> **Dataset records**:
===
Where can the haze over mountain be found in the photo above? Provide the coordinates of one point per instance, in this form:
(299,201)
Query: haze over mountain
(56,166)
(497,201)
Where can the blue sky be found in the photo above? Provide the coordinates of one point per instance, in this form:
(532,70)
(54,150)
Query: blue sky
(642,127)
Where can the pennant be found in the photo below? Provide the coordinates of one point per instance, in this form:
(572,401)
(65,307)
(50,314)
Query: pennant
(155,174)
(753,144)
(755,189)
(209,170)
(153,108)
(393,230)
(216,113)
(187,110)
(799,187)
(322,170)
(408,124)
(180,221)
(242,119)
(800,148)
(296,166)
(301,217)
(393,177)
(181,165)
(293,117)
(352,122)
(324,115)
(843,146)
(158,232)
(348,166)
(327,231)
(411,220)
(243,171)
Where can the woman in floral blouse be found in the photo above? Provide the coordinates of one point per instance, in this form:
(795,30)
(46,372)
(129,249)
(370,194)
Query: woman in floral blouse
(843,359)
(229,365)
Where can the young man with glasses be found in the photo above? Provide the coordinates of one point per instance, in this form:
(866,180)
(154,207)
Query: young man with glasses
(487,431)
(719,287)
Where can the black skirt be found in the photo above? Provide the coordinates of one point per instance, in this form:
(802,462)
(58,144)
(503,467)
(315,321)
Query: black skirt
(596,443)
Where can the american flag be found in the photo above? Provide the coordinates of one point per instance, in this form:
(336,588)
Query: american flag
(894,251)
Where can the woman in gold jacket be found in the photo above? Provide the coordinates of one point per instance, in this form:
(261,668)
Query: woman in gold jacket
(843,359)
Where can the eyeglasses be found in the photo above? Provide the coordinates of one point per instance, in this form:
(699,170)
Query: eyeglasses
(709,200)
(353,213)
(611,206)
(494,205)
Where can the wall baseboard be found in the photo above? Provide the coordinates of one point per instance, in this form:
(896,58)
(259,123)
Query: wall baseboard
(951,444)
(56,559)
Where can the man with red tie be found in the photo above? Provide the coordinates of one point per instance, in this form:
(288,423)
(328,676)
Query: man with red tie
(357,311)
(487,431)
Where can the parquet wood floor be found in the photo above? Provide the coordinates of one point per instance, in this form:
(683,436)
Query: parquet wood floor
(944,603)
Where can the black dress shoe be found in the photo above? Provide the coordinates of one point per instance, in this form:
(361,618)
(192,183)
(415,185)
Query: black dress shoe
===
> **What needs to be done**: Lines from the entries that contain the string "dress" are what must be copied.

> **Your solution**:
Where can the black dress shoe be found in the photo above? Provide the coordinates of one point per instance, in this form:
Query: black dress shoe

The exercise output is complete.